AIM OF THE TASK - Set out the rows below as a JSON list of strings, one string per line and no blank lines, starting at the line with "[ ] locate the deer's back" and running through the last line of the rows.

WORKING DATA -
######

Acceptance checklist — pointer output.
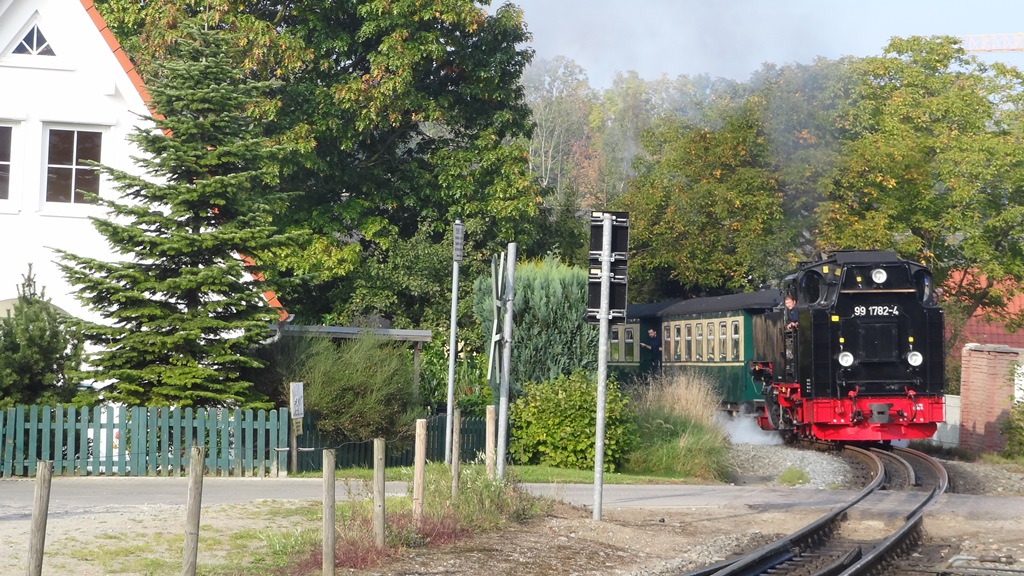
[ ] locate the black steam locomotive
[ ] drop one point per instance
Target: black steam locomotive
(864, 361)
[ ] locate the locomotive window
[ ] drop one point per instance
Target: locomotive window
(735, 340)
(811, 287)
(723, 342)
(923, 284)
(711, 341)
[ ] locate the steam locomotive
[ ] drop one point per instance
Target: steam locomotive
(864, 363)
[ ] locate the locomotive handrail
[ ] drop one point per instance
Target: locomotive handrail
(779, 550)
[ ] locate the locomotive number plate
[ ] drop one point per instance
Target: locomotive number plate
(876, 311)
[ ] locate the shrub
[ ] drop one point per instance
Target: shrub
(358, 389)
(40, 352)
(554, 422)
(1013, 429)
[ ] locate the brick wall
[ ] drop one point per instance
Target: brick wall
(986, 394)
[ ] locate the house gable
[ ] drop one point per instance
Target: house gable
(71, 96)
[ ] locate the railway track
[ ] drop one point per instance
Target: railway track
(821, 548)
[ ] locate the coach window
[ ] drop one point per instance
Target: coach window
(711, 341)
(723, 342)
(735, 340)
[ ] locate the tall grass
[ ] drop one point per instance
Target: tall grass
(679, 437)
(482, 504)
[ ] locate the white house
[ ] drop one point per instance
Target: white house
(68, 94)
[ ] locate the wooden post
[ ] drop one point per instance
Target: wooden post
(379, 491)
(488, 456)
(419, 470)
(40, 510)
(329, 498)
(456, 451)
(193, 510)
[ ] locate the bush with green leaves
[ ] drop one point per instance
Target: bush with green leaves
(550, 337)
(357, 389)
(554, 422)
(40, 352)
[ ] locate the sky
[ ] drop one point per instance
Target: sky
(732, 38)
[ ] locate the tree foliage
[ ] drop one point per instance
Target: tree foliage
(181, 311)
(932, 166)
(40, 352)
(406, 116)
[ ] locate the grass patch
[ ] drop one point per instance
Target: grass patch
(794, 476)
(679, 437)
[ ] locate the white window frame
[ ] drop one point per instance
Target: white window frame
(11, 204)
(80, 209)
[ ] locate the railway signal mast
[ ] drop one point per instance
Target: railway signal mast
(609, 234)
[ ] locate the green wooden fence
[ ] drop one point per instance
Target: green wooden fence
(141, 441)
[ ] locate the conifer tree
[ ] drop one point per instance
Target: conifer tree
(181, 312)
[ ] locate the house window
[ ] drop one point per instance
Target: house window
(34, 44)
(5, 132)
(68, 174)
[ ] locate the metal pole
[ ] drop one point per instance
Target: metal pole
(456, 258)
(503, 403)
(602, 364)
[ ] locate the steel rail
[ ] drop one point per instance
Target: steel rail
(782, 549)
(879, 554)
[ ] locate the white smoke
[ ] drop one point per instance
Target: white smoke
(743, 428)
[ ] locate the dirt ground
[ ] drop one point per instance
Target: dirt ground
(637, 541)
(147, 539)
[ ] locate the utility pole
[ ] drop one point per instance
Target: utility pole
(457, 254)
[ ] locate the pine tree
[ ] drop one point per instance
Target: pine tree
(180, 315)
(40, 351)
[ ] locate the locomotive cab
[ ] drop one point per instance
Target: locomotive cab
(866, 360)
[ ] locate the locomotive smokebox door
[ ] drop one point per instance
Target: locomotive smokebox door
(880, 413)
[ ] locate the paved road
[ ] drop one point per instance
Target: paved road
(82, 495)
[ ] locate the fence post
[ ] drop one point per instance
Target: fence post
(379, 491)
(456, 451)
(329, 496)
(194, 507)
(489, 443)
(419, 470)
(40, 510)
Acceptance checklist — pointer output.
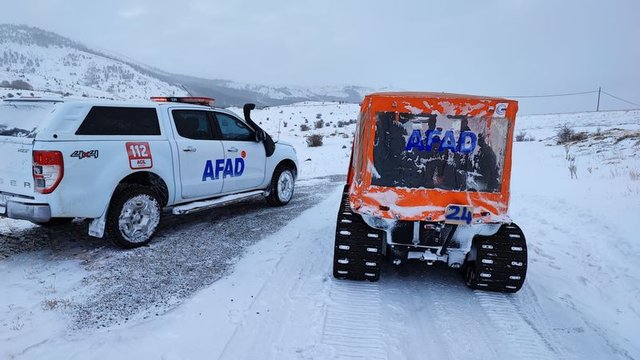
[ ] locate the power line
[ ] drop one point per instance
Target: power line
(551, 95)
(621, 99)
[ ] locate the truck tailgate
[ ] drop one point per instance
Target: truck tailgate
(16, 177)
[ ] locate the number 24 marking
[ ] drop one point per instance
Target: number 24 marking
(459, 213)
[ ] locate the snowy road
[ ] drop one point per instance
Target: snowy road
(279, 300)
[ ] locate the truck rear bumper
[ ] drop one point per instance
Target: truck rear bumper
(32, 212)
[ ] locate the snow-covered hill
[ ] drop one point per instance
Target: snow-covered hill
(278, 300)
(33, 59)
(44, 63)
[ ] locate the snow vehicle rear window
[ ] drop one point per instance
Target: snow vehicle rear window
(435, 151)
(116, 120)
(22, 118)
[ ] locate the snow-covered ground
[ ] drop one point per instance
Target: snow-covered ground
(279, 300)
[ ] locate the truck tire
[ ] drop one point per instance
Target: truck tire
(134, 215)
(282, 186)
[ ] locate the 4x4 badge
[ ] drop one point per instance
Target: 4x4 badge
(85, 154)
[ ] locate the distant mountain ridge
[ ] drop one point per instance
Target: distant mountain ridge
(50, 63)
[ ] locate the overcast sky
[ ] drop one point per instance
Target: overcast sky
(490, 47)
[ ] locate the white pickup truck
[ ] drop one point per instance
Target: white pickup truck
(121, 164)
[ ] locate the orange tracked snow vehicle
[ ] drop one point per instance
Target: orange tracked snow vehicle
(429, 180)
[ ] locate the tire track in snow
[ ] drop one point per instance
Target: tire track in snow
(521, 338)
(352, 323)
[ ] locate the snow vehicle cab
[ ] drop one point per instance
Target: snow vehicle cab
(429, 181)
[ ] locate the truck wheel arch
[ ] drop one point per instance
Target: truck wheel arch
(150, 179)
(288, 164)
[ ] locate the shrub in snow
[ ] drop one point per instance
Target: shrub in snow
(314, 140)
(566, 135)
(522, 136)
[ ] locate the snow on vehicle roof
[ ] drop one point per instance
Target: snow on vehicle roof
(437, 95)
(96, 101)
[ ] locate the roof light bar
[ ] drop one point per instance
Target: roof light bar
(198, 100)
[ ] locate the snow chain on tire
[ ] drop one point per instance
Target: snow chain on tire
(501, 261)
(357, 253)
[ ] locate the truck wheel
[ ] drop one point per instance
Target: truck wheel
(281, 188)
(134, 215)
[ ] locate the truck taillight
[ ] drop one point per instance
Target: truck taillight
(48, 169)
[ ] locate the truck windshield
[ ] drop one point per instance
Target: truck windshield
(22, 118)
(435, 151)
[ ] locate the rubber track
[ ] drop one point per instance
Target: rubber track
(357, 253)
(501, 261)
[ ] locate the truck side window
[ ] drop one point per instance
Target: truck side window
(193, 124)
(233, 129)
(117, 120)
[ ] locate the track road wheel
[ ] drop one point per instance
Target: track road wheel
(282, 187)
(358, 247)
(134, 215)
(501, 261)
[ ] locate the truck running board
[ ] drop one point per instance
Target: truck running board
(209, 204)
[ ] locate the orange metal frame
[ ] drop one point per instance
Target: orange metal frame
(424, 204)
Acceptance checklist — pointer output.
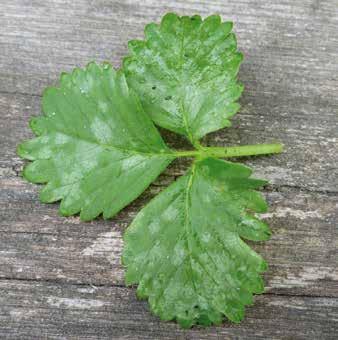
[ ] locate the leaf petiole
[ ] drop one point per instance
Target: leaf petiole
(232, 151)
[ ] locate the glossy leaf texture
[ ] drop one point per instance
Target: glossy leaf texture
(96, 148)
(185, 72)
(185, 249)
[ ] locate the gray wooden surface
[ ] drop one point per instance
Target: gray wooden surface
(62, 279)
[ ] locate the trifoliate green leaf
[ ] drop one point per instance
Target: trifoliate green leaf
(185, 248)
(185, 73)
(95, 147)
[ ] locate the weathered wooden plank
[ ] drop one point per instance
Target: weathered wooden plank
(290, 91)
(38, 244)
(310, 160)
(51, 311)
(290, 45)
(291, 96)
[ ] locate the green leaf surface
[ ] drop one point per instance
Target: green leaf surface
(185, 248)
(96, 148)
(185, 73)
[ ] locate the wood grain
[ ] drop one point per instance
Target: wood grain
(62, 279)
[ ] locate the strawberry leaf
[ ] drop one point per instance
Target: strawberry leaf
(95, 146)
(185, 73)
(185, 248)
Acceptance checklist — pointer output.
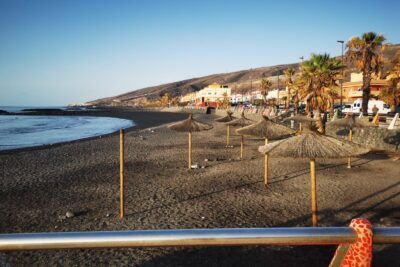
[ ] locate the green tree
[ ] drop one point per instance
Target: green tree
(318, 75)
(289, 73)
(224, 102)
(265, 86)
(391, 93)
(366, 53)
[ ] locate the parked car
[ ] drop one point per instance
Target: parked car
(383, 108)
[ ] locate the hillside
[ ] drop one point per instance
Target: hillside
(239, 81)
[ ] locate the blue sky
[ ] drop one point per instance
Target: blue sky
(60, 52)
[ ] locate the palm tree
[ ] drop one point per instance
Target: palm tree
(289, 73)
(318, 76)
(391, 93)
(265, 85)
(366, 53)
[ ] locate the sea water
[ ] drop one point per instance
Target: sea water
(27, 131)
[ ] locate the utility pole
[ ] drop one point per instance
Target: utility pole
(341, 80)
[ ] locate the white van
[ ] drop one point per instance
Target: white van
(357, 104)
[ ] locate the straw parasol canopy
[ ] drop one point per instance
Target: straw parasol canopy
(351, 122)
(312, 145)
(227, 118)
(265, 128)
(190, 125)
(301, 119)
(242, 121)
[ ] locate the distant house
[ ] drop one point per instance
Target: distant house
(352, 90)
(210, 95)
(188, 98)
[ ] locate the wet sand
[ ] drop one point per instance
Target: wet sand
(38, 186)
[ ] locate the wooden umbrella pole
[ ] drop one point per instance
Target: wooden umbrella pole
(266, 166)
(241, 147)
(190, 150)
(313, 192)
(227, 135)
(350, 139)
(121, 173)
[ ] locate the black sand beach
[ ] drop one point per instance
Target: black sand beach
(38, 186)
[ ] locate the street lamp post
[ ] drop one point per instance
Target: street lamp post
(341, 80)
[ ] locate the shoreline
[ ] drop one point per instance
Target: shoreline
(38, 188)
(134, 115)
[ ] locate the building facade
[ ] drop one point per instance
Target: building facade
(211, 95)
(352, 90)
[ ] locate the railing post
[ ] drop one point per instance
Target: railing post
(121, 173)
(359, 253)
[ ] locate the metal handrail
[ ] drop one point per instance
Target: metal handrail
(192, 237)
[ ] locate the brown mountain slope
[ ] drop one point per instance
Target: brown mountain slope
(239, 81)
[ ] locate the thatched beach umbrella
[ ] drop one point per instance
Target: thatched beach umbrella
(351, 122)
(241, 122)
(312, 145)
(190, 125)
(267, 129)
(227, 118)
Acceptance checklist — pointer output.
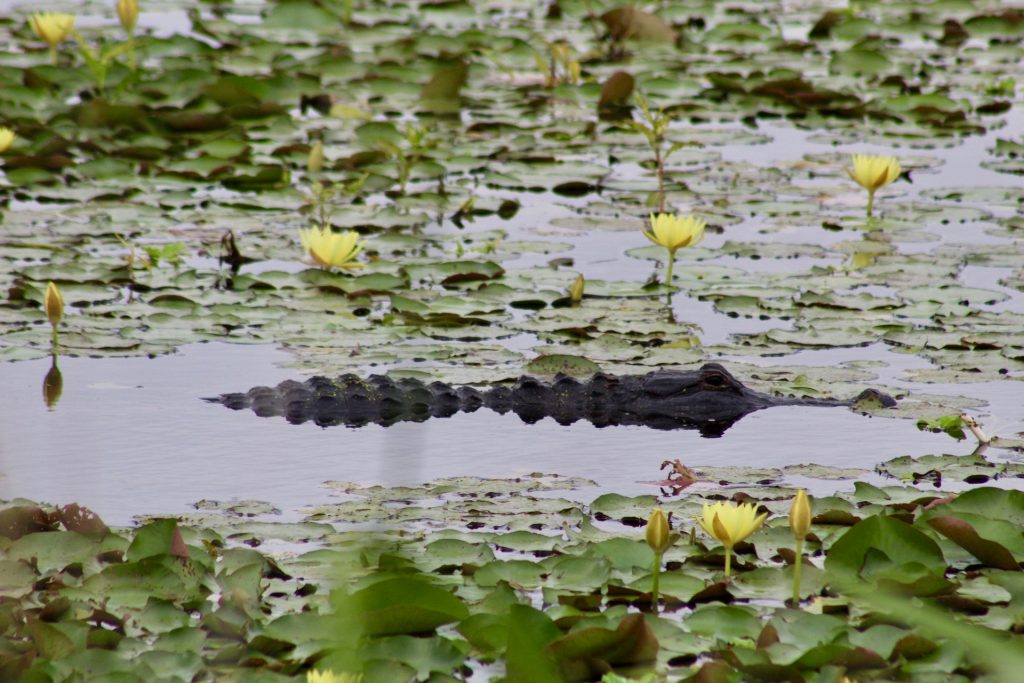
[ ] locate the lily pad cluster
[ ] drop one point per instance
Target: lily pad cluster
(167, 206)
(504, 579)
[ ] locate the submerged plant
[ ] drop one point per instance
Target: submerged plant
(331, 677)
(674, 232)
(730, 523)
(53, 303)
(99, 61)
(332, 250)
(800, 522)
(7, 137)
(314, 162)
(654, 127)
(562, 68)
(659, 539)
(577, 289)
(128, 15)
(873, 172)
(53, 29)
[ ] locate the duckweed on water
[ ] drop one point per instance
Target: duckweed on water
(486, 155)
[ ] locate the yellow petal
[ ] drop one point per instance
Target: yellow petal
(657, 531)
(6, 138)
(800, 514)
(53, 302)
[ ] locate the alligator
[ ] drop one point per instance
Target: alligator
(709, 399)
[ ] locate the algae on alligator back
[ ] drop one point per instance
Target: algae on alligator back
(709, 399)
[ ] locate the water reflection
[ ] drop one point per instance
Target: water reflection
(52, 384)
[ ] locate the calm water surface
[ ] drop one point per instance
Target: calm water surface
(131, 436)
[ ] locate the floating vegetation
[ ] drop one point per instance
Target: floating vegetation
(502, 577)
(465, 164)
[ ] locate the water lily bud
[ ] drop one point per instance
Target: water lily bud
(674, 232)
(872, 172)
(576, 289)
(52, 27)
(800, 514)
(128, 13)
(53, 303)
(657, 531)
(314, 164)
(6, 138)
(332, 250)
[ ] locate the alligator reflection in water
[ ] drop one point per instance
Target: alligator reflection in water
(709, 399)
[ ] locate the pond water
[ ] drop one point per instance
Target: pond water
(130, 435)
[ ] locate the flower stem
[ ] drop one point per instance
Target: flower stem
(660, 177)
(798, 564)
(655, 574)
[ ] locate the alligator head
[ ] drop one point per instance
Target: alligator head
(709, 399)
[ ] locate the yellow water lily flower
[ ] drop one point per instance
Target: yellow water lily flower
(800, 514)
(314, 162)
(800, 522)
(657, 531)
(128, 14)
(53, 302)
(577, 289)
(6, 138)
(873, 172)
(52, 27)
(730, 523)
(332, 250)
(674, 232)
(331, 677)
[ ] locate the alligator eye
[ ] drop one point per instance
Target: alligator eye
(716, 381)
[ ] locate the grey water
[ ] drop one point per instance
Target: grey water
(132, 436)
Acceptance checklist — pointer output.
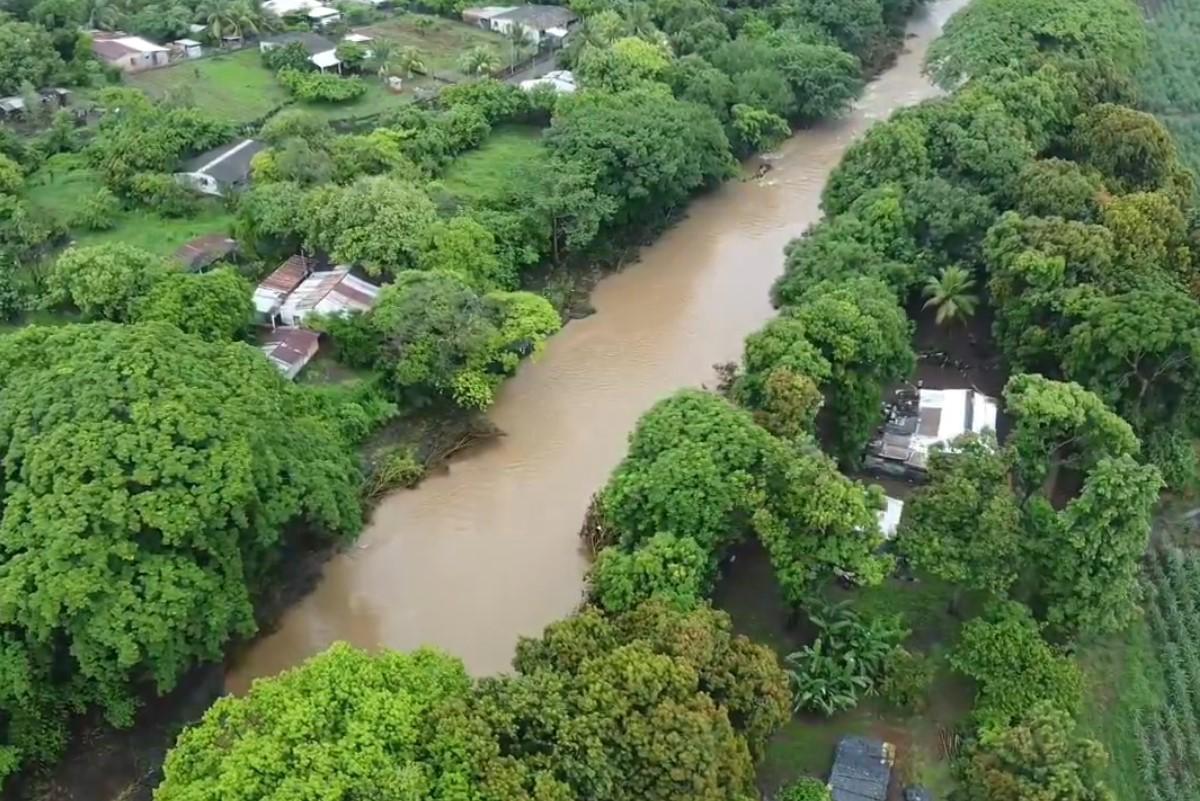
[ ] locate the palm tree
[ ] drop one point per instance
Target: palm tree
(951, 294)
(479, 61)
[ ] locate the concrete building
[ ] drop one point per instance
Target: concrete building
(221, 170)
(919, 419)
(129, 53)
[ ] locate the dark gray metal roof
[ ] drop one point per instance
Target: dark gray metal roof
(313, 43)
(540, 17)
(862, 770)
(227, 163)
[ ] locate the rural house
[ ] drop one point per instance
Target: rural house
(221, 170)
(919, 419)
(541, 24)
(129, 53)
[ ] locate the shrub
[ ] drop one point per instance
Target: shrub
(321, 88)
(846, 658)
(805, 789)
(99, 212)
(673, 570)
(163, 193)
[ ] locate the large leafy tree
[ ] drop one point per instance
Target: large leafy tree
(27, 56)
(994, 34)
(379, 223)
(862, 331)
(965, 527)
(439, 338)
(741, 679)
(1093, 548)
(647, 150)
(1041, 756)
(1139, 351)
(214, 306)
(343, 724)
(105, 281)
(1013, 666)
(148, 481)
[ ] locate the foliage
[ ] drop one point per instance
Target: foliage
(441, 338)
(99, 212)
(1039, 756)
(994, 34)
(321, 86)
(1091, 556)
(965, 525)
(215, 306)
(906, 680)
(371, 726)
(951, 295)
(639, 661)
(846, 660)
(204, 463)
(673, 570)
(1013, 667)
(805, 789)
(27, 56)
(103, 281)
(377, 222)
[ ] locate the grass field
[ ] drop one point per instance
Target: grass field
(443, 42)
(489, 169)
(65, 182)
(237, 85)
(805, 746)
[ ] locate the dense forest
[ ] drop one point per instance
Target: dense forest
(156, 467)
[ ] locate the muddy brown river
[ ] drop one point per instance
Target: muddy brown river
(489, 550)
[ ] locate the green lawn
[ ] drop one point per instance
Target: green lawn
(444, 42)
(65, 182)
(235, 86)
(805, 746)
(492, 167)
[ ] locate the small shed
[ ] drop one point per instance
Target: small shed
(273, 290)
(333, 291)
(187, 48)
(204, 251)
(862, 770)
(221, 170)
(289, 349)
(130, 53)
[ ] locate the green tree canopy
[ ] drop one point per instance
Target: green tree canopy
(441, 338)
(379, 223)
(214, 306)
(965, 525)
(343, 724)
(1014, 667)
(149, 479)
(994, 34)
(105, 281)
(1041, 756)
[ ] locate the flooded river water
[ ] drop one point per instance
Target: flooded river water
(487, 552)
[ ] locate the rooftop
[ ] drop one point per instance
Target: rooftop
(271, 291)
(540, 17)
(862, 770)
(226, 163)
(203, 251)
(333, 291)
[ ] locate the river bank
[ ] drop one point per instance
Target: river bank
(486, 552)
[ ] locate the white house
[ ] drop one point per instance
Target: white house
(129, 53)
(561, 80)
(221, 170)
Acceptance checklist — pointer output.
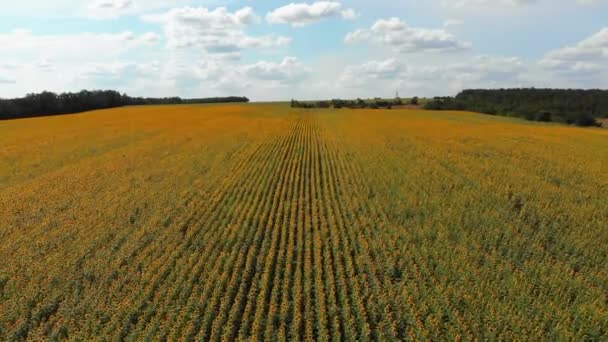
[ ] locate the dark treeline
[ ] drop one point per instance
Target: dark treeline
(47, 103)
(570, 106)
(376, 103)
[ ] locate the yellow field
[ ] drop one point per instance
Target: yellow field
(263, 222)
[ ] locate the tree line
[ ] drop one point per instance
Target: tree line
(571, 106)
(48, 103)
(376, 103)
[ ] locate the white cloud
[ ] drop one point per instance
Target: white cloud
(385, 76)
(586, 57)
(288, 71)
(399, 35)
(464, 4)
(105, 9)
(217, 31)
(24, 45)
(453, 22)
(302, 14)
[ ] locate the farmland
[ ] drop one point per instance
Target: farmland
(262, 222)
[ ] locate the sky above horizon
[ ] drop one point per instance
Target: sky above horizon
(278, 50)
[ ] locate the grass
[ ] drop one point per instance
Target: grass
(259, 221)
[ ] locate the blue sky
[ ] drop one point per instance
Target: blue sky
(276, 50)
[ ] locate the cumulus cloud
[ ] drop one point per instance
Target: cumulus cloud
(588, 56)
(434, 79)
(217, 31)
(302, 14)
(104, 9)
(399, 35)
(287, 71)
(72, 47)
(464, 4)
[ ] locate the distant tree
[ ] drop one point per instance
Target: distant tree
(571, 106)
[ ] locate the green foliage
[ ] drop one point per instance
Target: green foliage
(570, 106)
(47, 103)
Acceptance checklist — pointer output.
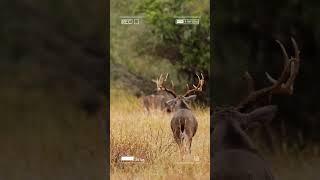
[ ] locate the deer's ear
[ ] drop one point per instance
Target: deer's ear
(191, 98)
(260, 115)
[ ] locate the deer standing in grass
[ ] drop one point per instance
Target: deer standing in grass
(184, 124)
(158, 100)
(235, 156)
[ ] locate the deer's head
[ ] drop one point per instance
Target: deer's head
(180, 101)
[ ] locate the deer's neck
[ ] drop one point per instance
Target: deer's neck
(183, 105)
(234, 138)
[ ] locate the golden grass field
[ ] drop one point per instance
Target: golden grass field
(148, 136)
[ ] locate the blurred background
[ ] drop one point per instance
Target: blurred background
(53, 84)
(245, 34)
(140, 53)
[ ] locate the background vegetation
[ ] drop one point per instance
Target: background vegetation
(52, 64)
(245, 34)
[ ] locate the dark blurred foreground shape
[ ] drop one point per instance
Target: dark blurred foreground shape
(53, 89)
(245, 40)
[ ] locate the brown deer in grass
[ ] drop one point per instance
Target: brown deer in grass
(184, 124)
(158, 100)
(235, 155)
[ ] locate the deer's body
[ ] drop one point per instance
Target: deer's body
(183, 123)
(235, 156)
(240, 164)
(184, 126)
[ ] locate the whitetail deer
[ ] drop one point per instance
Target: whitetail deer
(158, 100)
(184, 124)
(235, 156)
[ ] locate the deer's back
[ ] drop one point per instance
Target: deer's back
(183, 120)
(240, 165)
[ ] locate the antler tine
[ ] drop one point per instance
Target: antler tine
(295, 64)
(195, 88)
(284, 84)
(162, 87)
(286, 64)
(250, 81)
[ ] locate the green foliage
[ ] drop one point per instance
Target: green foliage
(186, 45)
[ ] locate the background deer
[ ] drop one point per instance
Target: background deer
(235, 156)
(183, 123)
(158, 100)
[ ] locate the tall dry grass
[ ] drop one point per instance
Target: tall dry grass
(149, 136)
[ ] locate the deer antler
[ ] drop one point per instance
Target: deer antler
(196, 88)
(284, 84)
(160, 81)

######

SOLUTION FOR THIS EXERCISE -
[
  "[ ] locate the deer's back",
  "[ ] drop one point per instance",
  "Target: deer's back",
  "(183, 120)",
  "(240, 165)",
  "[ ] locate the antler tine",
  "[ ] drop one point per instance",
  "Target: antler tine",
  "(295, 64)",
  "(195, 88)",
  "(284, 84)",
  "(162, 87)",
  "(286, 64)",
  "(250, 81)",
  "[ ] locate the green foliage",
  "[ ] drop one point per instance",
  "Target: green foliage",
  "(186, 45)",
  "[ ] locate the background deer",
  "[ ] drop one point per instance",
  "Target: background deer",
  "(235, 156)",
  "(183, 123)",
  "(158, 100)",
  "[ ] locate the tall dry grass",
  "[ ] drop one point per instance",
  "Target: tall dry grass",
  "(149, 136)",
  "[ ] locate the deer antler",
  "[ ] drop one point per instance",
  "Target: deer antler",
  "(196, 88)",
  "(284, 84)",
  "(160, 81)"
]